Assignment
Each line from the material with the word "find" in it must be copied.

Material provided
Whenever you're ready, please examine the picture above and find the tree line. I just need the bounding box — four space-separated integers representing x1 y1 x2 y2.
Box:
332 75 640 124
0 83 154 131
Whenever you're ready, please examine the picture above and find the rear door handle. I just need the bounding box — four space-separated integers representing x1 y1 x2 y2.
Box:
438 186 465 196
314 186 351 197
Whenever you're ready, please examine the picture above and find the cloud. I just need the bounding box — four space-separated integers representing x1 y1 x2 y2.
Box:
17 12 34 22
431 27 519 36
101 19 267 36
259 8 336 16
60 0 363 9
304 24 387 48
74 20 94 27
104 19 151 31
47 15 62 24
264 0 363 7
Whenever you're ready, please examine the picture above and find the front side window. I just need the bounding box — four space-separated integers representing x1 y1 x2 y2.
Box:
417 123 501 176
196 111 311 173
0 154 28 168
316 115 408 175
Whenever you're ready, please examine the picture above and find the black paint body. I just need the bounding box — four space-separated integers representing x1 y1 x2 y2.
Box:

Task answer
Whenever you're ready, please examine the picture above and find the tree line. I just need the bounding box — four space-separated integers representing x1 y1 x2 y2.
Whenever you're ready, please examine the picture above and find the rear door handle. I just need the bounding box — four space-separated integers representing x1 y1 x2 y2.
Whenever you're ready, please examine the picture above and find the cloud. I just need the bounding box — four space-separated integers representing x1 y1 x2 y2.
Whenever you're ready, please examine the picture above and find the front side window. I just need the bounding box — four space-separated integers representing x1 y1 x2 y2.
Whenever you're ready, please examine the picture above and find the black paint body. I just need the bounding box — four space-separated integers representing x1 y1 x2 y2.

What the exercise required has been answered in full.